§ Given instruction:
Beginning with the line containing "Could you please pick out the white paddleboard" and ending with the last line, repeat the records exactly.

§ Excerpted records:
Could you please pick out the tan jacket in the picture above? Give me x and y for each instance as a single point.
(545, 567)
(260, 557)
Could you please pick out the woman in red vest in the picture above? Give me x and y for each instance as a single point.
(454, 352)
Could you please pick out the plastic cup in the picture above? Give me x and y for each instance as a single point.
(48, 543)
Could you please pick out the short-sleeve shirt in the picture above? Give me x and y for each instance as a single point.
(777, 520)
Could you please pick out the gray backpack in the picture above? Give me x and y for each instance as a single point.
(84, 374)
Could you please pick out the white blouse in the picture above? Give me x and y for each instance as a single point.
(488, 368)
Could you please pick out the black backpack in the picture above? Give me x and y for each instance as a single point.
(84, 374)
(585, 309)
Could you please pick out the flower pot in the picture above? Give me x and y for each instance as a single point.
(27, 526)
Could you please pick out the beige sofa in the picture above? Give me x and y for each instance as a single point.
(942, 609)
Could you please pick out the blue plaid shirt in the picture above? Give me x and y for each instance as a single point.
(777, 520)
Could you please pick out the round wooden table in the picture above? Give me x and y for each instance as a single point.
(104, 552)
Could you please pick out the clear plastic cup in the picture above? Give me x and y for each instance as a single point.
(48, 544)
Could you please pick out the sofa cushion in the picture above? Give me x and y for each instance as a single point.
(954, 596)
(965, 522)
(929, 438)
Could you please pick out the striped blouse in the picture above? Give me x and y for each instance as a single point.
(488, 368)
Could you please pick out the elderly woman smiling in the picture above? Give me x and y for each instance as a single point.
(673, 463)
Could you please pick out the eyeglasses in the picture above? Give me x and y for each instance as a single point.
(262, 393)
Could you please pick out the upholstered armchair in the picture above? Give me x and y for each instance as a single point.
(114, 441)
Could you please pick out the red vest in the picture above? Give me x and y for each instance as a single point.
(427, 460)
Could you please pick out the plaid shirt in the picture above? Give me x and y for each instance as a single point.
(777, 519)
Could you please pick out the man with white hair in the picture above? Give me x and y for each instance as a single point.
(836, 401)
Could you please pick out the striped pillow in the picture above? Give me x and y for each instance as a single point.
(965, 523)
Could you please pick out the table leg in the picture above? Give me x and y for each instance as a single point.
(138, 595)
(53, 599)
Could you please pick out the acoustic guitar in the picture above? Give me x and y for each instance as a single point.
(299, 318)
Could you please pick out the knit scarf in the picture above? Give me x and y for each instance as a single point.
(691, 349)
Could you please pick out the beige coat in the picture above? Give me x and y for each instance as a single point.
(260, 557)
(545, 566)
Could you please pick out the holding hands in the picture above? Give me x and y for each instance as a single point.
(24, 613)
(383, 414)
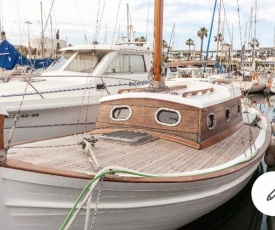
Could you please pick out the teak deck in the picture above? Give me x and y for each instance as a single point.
(158, 156)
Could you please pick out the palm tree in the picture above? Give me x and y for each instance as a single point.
(189, 42)
(219, 38)
(257, 44)
(202, 33)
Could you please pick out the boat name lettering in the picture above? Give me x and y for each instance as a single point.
(144, 82)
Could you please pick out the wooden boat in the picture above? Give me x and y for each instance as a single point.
(159, 158)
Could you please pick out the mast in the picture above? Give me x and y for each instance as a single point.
(42, 33)
(158, 28)
(128, 26)
(218, 35)
(206, 56)
(29, 40)
(254, 43)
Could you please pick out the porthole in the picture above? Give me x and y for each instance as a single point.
(228, 114)
(121, 113)
(169, 117)
(211, 121)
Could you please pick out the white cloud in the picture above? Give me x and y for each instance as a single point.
(77, 20)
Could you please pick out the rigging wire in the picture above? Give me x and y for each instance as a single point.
(98, 23)
(85, 36)
(225, 19)
(238, 9)
(147, 20)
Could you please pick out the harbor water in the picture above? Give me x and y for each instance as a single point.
(240, 213)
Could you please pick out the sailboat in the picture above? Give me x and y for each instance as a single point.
(159, 157)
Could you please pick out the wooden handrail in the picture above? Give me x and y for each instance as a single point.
(152, 90)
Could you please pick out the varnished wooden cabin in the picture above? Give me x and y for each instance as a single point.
(169, 116)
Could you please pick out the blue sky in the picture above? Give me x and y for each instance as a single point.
(77, 20)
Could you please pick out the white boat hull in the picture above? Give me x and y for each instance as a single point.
(38, 201)
(35, 124)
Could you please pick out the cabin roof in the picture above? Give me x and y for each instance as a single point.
(218, 94)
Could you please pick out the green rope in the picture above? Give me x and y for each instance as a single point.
(89, 184)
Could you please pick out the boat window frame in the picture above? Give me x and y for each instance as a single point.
(230, 114)
(214, 121)
(117, 107)
(129, 54)
(167, 109)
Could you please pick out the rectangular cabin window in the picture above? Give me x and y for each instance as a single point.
(58, 63)
(83, 62)
(127, 63)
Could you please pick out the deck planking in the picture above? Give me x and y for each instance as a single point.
(158, 156)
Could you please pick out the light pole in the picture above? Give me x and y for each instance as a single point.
(29, 43)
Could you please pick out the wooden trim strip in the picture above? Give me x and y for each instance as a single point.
(152, 90)
(221, 136)
(195, 92)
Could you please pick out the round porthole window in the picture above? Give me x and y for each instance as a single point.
(228, 114)
(169, 117)
(119, 113)
(211, 121)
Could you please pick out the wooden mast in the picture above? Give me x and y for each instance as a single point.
(158, 28)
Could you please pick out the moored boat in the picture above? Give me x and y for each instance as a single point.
(65, 98)
(159, 157)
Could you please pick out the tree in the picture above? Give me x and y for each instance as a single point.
(202, 33)
(189, 42)
(257, 44)
(219, 38)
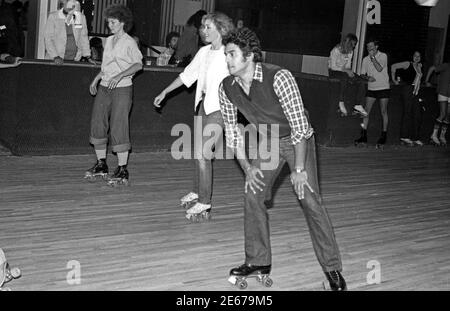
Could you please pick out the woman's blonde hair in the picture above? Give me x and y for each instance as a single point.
(223, 23)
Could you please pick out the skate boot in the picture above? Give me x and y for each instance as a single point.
(100, 169)
(342, 111)
(239, 275)
(443, 132)
(336, 281)
(188, 200)
(434, 139)
(381, 141)
(362, 141)
(359, 109)
(406, 142)
(7, 274)
(120, 177)
(199, 212)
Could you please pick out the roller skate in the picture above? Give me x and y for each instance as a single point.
(442, 136)
(7, 274)
(342, 111)
(434, 139)
(381, 141)
(418, 143)
(199, 212)
(362, 141)
(335, 281)
(406, 142)
(239, 275)
(100, 169)
(359, 110)
(120, 177)
(189, 200)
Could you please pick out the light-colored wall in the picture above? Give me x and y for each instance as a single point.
(168, 15)
(439, 18)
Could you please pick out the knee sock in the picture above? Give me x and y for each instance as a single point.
(123, 158)
(101, 154)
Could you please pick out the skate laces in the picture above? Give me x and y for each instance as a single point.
(198, 208)
(189, 197)
(334, 276)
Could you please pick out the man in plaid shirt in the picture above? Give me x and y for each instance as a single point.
(268, 96)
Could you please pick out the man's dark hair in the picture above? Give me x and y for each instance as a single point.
(196, 19)
(172, 34)
(351, 37)
(247, 41)
(373, 40)
(122, 14)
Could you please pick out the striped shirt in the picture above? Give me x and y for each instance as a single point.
(286, 89)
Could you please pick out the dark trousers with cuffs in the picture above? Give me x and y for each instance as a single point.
(110, 113)
(256, 221)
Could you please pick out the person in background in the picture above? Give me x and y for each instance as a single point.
(208, 68)
(9, 31)
(268, 95)
(66, 34)
(189, 42)
(166, 57)
(8, 61)
(443, 90)
(96, 45)
(110, 113)
(408, 75)
(340, 67)
(239, 24)
(375, 70)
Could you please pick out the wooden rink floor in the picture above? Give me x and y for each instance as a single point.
(390, 210)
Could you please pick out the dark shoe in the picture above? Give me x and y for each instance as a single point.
(337, 282)
(246, 270)
(99, 169)
(120, 177)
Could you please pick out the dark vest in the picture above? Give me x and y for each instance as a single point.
(407, 75)
(262, 106)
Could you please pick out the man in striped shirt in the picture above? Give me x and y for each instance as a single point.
(269, 98)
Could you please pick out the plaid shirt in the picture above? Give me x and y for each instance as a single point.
(286, 89)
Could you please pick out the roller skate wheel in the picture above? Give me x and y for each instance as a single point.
(192, 217)
(267, 282)
(15, 272)
(242, 284)
(232, 279)
(206, 215)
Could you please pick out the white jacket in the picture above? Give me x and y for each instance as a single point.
(55, 35)
(208, 68)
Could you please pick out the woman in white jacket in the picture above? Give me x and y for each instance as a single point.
(208, 69)
(66, 34)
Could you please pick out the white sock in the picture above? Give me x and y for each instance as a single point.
(123, 158)
(101, 154)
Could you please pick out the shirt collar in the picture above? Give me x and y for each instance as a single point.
(257, 75)
(62, 16)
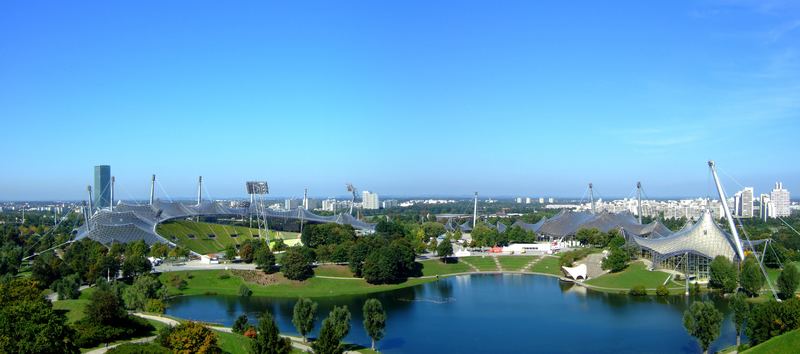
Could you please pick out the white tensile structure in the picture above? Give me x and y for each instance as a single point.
(577, 272)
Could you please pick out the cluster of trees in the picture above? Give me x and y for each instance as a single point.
(725, 276)
(619, 256)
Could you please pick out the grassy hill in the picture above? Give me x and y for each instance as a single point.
(204, 238)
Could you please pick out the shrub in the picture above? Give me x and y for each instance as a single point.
(244, 291)
(638, 290)
(662, 290)
(155, 306)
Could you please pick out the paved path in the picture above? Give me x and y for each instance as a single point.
(105, 349)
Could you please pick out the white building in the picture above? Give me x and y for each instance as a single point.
(743, 203)
(780, 200)
(370, 201)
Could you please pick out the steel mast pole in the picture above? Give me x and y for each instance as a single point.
(727, 211)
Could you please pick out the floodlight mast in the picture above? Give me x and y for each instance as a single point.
(639, 198)
(152, 189)
(352, 190)
(475, 211)
(727, 211)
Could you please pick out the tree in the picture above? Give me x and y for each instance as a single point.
(240, 325)
(751, 278)
(772, 318)
(192, 337)
(703, 321)
(145, 287)
(616, 261)
(444, 249)
(265, 259)
(788, 281)
(741, 310)
(296, 265)
(105, 307)
(374, 320)
(28, 323)
(722, 274)
(305, 311)
(230, 253)
(67, 287)
(334, 329)
(268, 340)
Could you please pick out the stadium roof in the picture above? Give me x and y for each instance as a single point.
(705, 238)
(129, 223)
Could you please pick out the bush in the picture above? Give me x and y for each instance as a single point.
(155, 306)
(139, 348)
(244, 291)
(638, 290)
(662, 290)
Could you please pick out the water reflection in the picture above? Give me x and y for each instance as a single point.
(492, 313)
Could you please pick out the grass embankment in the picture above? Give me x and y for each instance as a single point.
(204, 238)
(483, 263)
(333, 270)
(636, 274)
(784, 343)
(548, 265)
(433, 267)
(515, 263)
(224, 282)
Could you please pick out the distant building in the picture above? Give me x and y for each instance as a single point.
(767, 210)
(102, 186)
(290, 204)
(329, 204)
(743, 203)
(780, 200)
(370, 201)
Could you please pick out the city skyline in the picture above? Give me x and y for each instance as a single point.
(508, 100)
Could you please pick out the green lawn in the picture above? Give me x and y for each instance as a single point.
(332, 270)
(485, 264)
(233, 343)
(209, 282)
(548, 265)
(74, 308)
(179, 231)
(436, 267)
(635, 274)
(515, 263)
(784, 343)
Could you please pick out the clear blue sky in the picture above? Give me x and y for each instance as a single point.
(404, 97)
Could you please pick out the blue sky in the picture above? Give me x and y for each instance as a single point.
(404, 98)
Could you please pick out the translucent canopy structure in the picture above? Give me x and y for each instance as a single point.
(567, 223)
(128, 223)
(704, 238)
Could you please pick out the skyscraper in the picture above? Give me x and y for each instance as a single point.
(102, 186)
(743, 203)
(370, 200)
(780, 200)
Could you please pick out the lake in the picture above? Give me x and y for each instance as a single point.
(497, 313)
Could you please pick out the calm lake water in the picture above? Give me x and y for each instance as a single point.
(491, 314)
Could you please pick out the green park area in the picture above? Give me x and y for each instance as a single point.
(547, 265)
(515, 263)
(483, 263)
(634, 275)
(205, 238)
(224, 282)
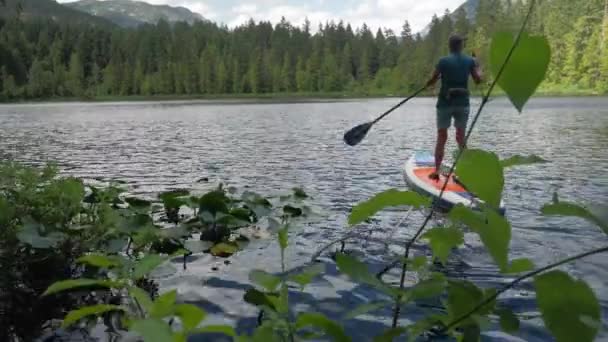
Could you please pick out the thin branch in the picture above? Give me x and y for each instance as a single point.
(484, 101)
(522, 278)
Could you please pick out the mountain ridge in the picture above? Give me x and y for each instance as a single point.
(48, 9)
(131, 13)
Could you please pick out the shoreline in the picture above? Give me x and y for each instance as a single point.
(286, 97)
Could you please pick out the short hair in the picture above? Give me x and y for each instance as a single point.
(456, 43)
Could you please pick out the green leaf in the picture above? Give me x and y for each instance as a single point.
(100, 260)
(525, 70)
(359, 272)
(307, 275)
(522, 160)
(190, 315)
(321, 322)
(493, 229)
(292, 211)
(214, 202)
(152, 330)
(198, 246)
(138, 203)
(443, 240)
(264, 279)
(509, 322)
(74, 284)
(390, 335)
(520, 266)
(283, 238)
(596, 215)
(216, 329)
(366, 308)
(224, 249)
(164, 305)
(471, 333)
(385, 199)
(463, 296)
(563, 302)
(76, 315)
(146, 265)
(482, 174)
(30, 234)
(142, 297)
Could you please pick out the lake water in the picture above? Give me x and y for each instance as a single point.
(272, 147)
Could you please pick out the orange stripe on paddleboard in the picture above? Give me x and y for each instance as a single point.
(423, 174)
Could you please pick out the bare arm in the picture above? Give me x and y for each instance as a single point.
(434, 78)
(476, 73)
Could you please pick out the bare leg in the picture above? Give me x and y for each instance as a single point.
(460, 135)
(442, 138)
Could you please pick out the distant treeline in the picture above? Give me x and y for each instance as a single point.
(45, 59)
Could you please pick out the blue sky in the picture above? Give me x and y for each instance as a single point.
(376, 13)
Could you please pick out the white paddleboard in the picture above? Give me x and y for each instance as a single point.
(416, 173)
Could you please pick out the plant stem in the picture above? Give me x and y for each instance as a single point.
(484, 101)
(522, 278)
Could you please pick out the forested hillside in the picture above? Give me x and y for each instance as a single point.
(130, 13)
(53, 59)
(30, 10)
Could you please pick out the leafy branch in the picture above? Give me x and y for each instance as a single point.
(519, 280)
(486, 98)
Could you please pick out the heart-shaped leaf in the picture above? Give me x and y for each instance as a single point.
(526, 68)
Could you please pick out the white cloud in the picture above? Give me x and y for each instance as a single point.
(375, 13)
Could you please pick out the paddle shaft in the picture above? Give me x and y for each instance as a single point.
(399, 104)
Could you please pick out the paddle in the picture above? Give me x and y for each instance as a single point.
(356, 134)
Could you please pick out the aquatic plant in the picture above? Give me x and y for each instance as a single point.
(568, 306)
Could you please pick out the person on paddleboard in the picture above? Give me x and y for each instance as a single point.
(453, 100)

§ Worked solution:
Could you please pick out the white paddleboard in the picture above? Give me x and y for each instance as a single point.
(416, 173)
Could you please pick out the plant stem in the picture above? Give me x and y for each instance as a single point.
(484, 101)
(522, 278)
Could you please pick out the forested hillside in the picture above? Give me x and y for each instance as a single point.
(130, 13)
(53, 59)
(30, 10)
Could you please pick out the leafy branch in the picture above? Give me x and y for each instance as a single point.
(519, 280)
(486, 98)
Could you please pick out the heart-shaped leaf in the picture above? Give me x and y for each instance as a single point.
(526, 68)
Could you please pick out the white cloud in the picture above? Give me x and y for each instance as a single point.
(375, 13)
Could you please pick out the paddle shaft in the picture above? Give me x and y for each instance as a single point.
(399, 104)
Could you please pick out the paddle in the picture above? Give me x and y for each instance as a single point.
(356, 134)
Could you please pick out the aquatic plant in the picture above? Give me x and y for each instance as a single point.
(568, 306)
Could you please pick out the person on paddleboard in the picture above? Give me x and y for each instance as a single point.
(453, 100)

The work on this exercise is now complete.